__Your goal__
In the lines below, replace "photo" with "image" everywhere it occurs and leave everything else unchanged. Omit the pictures from the output.

= = =

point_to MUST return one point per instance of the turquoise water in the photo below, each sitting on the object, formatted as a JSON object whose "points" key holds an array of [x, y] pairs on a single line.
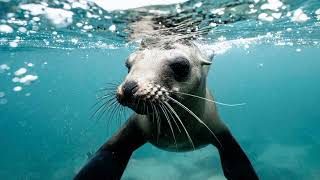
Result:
{"points": [[45, 126]]}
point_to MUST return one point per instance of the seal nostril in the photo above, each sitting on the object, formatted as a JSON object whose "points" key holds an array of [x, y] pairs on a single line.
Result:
{"points": [[129, 88]]}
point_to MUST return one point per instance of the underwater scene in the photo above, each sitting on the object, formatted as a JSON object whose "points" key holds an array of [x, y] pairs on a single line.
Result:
{"points": [[56, 58]]}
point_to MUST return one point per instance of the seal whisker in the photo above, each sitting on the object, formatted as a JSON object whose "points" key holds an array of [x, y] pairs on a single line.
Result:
{"points": [[158, 121], [199, 97], [169, 122], [172, 117], [174, 112], [100, 108], [196, 117]]}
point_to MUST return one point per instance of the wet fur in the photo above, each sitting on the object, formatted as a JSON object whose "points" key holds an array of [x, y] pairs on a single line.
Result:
{"points": [[149, 66]]}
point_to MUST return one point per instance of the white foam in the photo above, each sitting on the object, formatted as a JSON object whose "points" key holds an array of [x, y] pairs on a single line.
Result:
{"points": [[265, 17], [273, 5], [28, 78], [112, 5], [112, 28], [4, 67], [58, 17], [20, 71], [299, 16], [17, 88], [5, 28]]}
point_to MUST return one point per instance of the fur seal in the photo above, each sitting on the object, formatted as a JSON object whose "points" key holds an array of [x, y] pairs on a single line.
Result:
{"points": [[166, 86]]}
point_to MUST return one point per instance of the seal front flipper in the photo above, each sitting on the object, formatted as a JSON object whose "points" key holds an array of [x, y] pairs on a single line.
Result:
{"points": [[111, 159], [235, 163]]}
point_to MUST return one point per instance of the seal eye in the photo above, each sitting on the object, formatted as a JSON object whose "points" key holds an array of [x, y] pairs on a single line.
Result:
{"points": [[180, 68], [128, 66]]}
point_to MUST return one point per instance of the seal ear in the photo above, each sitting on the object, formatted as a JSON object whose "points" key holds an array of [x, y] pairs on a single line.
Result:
{"points": [[208, 60]]}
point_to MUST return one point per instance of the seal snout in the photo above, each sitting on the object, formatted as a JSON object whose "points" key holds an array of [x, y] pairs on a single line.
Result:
{"points": [[126, 92]]}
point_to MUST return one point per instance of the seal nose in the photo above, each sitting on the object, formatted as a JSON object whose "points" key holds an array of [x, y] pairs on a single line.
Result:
{"points": [[129, 88]]}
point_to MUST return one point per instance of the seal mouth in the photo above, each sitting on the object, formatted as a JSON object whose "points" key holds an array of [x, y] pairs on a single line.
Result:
{"points": [[144, 100]]}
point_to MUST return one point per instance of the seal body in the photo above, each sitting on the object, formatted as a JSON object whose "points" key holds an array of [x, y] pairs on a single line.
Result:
{"points": [[166, 86]]}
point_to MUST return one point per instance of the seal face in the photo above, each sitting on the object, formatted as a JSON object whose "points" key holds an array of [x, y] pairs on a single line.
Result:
{"points": [[154, 73]]}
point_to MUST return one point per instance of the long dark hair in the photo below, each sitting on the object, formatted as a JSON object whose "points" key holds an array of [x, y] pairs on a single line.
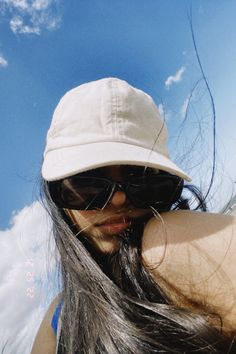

= = =

__Exercise response__
point_to MUST return one point per instance of the turquoise water in the image below, each sitting on the object, formatted as a JSON object whose "points" key holds an array of [x, y] pairs on a single line.
Result:
{"points": [[45, 126]]}
point_to MUST return one point per instance of the seal nostril in the image above, each sitting on the object, formatted as a JSON object whose "points" key holds an array of [x, y] pairs on a single line.
Result:
{"points": [[129, 88]]}
point_to MUST return one point per instance of the underwater scene in the image above, each sitting on the object, formatted as a JSON object whose "points" key holds an array of [x, y] pairs on a single line.
Result:
{"points": [[56, 58]]}
point_to MUST return one point per instance of the seal whisker in the image above, each sitting on the object, formatted as a JSON object whose "points" key holds an array of [x, y] pairs on a single line.
Result:
{"points": [[158, 121], [199, 97], [169, 122], [172, 117], [174, 112], [100, 108], [196, 117]]}
point_to MUST return one point per instance of the wet fur in the image above, each sitting on the object, formatted as a JSON object whose "points" key holds an array of [x, y] pairs on a single line.
Result:
{"points": [[149, 66]]}
point_to MUST return one point per instance of the white foam in the image above, each sitting on the object, formatted as a JSON object whose "points" key holds an array of [x, y] pairs on a single line.
Result:
{"points": [[265, 17], [273, 5], [28, 78], [112, 5], [112, 28], [4, 67], [58, 17], [20, 71], [299, 16], [17, 88], [5, 28]]}
point_to MUST return one point per instance of the fur seal in the image above, each sitting on the object, formatted as a JSON object whose "points" key holds an array of [x, y] pairs on a single line.
Result:
{"points": [[166, 86]]}
point_to MUST return one point per instance of the seal front flipper in the image above, each sitting on the object, formatted as a JSON object whose "points" key holds an array of [x, y] pairs on a single line.
Result:
{"points": [[111, 159], [235, 163]]}
point_to MUST return one point per instance of the seal eye in the image above, each sitting on the object, formatted as a JSON object whose "points" key holds an array of [x, y] pairs on a single line.
Result:
{"points": [[180, 68], [128, 66]]}
point_to MUST return one point per instance of the seal ear in the image above, each sitting on the object, formatted as a JSON object whose "points" key holds an array of [x, y] pairs on a single line.
Result:
{"points": [[208, 60]]}
point_to MUST return one point per instance of the seal snout in the image above, each sitting on the object, formatted as a JSON object whose "points" key holds an array of [x, y] pairs on a single line.
Result:
{"points": [[126, 92]]}
point_to MUST return one point per instance of the seal nose in the image above, each sitting on the object, formatted as a JSON object whose "points" key holds an array of [x, y] pairs on a single line.
Result:
{"points": [[129, 88]]}
point_to MUST return one point per instance of the seal mouth in the image above, each sitting on the object, formatted as a JSON object whose "points" key holds an array of [x, y] pairs on a single line.
Result:
{"points": [[144, 100]]}
point_to MUST return one point per instance of the seal body in the image above, each sitting on the object, formatted as a JSON object whose "points" key holds an array of [x, y] pairs on a single line.
Result:
{"points": [[166, 86]]}
point_to MUST return one point per instance of the seal face in the image above, each sitting on the object, formatted as a JSON object whose "points" key holds an array of [x, y] pairs on a single line.
Result:
{"points": [[154, 73]]}
point_to MUST return one point per instance of the long dark hair in the image below, each sitting on the object, formatted as a JSON object whose "points" key holds an array of [x, y] pairs on a single line.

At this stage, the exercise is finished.